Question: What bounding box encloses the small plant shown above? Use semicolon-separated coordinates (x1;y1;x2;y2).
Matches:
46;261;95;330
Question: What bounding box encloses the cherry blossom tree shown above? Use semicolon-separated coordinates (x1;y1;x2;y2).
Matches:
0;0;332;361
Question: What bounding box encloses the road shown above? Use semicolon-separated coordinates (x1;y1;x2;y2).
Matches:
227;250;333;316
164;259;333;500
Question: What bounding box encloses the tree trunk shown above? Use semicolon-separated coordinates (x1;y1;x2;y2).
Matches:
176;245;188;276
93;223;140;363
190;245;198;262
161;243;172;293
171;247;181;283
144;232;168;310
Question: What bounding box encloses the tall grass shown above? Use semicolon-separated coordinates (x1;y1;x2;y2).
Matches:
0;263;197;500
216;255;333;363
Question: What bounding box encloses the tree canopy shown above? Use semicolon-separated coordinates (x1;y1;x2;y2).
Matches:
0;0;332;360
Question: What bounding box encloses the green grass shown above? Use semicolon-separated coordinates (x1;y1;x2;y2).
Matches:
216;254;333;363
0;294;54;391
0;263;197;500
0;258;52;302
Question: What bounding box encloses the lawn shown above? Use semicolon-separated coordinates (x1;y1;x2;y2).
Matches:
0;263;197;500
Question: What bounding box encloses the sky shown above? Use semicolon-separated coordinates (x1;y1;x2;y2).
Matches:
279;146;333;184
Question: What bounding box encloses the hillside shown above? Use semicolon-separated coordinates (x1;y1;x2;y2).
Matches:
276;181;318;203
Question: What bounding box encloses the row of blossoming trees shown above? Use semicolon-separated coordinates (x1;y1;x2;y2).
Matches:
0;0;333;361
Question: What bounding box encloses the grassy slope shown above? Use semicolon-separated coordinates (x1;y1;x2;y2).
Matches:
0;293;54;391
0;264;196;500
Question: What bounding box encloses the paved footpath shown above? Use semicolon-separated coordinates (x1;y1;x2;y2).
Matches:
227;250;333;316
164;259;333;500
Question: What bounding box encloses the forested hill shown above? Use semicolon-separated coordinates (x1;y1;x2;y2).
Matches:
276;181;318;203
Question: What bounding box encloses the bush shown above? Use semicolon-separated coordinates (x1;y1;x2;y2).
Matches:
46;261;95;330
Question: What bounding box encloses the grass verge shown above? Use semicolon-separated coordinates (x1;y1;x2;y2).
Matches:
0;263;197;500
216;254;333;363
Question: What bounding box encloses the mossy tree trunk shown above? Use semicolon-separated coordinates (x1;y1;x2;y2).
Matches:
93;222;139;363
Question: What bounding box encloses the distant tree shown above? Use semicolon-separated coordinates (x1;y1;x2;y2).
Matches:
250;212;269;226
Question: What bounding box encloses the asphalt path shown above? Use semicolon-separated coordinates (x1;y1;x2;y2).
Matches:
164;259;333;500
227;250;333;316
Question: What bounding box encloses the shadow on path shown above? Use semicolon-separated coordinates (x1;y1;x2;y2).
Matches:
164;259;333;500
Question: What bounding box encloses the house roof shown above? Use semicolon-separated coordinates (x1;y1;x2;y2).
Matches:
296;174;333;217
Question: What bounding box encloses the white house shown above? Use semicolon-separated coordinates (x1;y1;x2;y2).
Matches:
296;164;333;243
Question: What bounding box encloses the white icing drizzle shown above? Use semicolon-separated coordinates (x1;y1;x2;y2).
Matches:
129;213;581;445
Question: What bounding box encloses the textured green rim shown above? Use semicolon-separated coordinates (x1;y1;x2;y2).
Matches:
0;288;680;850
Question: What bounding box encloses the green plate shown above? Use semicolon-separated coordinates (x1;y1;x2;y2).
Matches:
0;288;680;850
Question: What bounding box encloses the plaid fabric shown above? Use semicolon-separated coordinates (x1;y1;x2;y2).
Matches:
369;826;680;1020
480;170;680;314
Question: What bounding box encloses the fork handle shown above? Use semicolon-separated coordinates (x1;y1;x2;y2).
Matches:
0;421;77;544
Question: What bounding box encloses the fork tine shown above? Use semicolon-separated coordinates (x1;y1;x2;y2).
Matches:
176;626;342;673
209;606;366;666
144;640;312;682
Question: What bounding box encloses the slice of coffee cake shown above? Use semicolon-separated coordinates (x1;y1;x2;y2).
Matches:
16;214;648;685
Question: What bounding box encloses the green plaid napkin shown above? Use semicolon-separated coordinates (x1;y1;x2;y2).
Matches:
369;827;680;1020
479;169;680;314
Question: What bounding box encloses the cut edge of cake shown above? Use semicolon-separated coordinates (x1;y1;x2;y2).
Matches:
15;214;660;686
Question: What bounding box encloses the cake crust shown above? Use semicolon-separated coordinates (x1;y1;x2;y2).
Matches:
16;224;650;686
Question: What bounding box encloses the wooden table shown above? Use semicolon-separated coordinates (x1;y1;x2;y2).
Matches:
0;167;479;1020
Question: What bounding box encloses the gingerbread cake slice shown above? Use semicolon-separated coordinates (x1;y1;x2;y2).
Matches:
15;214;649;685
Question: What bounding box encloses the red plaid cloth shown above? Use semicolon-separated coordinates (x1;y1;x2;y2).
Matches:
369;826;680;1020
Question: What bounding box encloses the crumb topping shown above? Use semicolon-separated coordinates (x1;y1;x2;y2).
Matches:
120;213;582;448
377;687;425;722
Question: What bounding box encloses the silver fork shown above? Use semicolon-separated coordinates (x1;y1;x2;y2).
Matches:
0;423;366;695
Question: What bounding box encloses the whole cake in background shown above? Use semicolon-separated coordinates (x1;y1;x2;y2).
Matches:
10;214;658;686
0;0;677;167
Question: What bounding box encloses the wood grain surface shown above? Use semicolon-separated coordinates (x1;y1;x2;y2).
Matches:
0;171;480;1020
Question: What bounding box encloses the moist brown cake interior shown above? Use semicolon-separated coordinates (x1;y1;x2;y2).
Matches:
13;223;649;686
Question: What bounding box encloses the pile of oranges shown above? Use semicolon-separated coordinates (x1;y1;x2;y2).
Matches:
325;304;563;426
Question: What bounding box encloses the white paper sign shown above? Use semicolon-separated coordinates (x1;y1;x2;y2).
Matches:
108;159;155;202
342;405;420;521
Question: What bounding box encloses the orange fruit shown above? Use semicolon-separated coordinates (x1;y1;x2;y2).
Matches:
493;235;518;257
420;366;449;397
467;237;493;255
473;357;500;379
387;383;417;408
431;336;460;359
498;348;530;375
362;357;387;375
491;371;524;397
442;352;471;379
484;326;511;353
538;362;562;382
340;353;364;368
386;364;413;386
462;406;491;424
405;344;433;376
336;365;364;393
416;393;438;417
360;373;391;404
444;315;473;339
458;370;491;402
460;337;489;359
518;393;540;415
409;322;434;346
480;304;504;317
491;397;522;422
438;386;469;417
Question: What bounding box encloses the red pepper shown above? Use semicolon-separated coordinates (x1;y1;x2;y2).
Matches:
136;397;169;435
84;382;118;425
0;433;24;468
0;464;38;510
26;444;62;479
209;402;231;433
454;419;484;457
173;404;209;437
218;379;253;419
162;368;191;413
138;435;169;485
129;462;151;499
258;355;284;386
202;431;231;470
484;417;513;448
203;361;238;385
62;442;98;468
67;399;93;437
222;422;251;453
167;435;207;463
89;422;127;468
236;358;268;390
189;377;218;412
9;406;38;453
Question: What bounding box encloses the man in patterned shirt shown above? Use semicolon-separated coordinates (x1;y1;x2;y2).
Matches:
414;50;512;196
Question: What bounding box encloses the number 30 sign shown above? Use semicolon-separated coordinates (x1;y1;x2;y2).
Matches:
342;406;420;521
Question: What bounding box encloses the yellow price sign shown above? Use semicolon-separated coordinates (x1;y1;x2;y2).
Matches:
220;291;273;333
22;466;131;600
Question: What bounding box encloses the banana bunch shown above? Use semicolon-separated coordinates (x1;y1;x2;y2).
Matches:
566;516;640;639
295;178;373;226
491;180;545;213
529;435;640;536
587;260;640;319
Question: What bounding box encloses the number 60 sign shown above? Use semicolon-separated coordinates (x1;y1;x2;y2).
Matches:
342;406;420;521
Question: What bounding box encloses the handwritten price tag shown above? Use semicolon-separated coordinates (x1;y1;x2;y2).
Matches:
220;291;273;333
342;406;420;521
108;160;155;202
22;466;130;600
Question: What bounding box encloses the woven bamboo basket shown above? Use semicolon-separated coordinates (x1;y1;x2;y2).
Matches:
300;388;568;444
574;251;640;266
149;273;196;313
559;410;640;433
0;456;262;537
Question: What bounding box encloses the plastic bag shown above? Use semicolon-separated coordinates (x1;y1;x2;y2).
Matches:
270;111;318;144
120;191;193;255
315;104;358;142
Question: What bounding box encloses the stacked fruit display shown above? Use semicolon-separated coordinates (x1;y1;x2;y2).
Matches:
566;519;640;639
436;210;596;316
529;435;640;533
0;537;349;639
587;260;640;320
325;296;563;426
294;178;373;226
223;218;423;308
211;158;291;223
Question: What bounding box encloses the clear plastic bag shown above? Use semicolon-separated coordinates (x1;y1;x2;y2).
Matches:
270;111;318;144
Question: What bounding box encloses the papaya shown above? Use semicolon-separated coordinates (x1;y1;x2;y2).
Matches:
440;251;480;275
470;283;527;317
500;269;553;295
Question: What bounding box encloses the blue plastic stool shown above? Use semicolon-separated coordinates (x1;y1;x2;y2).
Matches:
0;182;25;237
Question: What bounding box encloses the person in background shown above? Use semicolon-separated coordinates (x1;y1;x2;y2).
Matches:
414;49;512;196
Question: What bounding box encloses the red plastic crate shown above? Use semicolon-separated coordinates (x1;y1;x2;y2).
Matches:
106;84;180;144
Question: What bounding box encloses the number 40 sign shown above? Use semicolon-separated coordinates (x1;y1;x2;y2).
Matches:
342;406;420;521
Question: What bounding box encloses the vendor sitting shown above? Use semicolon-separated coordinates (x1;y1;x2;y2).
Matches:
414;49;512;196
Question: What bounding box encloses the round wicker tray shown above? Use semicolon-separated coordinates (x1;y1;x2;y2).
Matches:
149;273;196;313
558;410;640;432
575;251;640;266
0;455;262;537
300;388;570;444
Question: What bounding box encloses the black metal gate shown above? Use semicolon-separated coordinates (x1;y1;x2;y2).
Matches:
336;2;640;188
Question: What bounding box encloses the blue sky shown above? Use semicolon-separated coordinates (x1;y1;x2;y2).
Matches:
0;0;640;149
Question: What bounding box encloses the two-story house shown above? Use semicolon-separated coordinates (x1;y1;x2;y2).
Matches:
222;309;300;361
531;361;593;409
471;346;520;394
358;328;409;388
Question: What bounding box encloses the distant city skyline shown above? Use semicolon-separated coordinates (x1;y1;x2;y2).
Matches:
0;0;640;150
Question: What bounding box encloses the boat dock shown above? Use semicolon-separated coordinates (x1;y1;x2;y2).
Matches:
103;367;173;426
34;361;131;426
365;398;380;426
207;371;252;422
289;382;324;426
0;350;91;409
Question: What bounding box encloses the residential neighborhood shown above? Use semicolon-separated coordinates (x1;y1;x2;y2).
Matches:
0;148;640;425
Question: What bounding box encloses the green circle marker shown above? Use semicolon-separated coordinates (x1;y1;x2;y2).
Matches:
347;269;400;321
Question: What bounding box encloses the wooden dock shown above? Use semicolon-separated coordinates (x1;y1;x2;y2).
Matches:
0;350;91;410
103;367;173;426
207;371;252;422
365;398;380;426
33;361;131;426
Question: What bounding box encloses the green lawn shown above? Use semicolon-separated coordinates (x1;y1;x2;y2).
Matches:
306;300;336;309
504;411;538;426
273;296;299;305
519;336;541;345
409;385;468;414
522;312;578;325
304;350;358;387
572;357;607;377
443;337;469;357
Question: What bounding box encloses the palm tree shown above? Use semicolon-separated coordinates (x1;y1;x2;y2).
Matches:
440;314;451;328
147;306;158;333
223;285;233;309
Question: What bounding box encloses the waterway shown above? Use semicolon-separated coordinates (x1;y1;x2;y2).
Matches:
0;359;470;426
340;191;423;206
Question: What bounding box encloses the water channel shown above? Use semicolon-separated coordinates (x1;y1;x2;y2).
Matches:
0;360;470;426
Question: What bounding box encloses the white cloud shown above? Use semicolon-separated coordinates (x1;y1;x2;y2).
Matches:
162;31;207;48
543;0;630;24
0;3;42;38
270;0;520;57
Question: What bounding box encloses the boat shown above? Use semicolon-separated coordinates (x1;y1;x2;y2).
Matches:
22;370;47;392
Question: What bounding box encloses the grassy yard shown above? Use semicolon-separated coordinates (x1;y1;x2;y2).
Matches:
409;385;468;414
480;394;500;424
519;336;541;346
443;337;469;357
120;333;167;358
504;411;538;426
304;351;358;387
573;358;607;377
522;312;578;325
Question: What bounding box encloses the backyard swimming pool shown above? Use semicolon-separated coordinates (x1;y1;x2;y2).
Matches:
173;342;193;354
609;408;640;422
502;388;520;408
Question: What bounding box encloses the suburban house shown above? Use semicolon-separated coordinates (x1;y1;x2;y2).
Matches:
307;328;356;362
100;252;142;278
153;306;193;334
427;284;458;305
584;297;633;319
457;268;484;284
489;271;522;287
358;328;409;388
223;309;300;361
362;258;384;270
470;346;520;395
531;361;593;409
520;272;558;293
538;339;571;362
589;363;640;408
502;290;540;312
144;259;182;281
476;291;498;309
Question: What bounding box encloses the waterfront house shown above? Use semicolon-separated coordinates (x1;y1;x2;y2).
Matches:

━━━━━━━━━━━━━━━━━━━━━━━━━━━━━━

STATED EXERCISE => Can you reproduce the records above word for word, starting at the line containing "Question: What bounding box encloses the number 30" and ending at the line containing "211;158;291;223", with both of those lines included?

EXERCISE RESPONSE =>
Question: What bounding box encloses the number 30 sign shown above? Use semicolon-separated coordinates (x1;y1;x2;y2).
Matches:
342;406;420;521
Question: What bounding box encloses the yellow price sign shown above? Use semicolon-separated coordinates (x1;y1;x2;y2).
Matches:
220;291;273;333
22;466;131;600
Question: What bounding box encloses the banana bunch shown above? Use semicolon-separated coordinates (x1;y1;x2;y2).
Matches:
566;516;640;639
295;178;373;226
491;180;545;213
529;435;640;536
587;260;640;319
Question: What bounding box encloses the number 60 sign shown above? Use semicolon-separated coordinates (x1;y1;x2;y2).
Matches:
342;406;420;521
Question: What bounding box encloses the handwritten price tag shown above? Use semicolon-separated coordinates (x1;y1;x2;y2).
Matches:
220;291;273;333
342;406;420;521
108;160;155;202
22;466;130;600
Question: What bounding box encloses the woven bamboo basket shown above? Use semicolon-separated coordinates (x1;y1;x2;y2).
Matches:
300;388;568;444
574;251;640;266
149;273;196;313
559;410;640;433
0;456;262;537
Question: What bounding box encloses the plastic bag shown above? Use semicolon-separated coordinates (x1;y1;x2;y2).
Matches:
270;111;318;144
120;191;193;255
315;104;358;142
Question: What bounding box encloses the stacked fruit display shown above? Use semicolon-separated coordinates (x1;y1;x2;y2).
Matches:
566;519;640;639
436;210;596;316
529;435;640;533
0;537;349;639
587;260;640;320
325;296;563;426
294;178;373;226
223;218;423;308
211;158;291;223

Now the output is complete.